_WORK REQUIRED_
Rewrite every line of the records below as a Markdown table with the columns "No." and "Text," numbering each row and skipping blank lines. Leave the pictures out of the table.

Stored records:
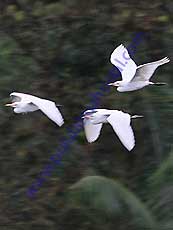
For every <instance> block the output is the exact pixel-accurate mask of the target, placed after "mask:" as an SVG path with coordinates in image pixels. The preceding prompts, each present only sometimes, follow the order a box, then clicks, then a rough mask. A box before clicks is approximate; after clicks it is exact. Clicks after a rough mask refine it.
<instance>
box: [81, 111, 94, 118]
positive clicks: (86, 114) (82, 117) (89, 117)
mask: <svg viewBox="0 0 173 230" xmlns="http://www.w3.org/2000/svg"><path fill="white" fill-rule="evenodd" d="M96 112H97V110H95V109H91V110H87V111H85V112H84V113H83V116H82V118H83V119H92V118H93V117H94V115H95V113H96Z"/></svg>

_RESULT BELOW_
| No. | Text |
|---|---|
| 1 | For every <instance> block the output is the exact pixel-accurate mask of the target, placed after "mask:" as an SVG path with coordinates in image pixels. The preceding prompts, each present only sometimes, follow the order a box, then clicks, then a rough mask. A box before clicks is approximate; after clicks it is exact. Clicks after a rough mask refine it. |
| 2 | <instance> |
| 3 | box: [81, 111, 94, 118] |
| 4 | positive clicks: (86, 114) (82, 117) (89, 117) |
| 5 | mask: <svg viewBox="0 0 173 230" xmlns="http://www.w3.org/2000/svg"><path fill="white" fill-rule="evenodd" d="M96 112H97V110H95V109H91V110H87V111H85V112H84V113H83V116H82V118H83V119H92V118H93V117H94V115H95V113H96Z"/></svg> |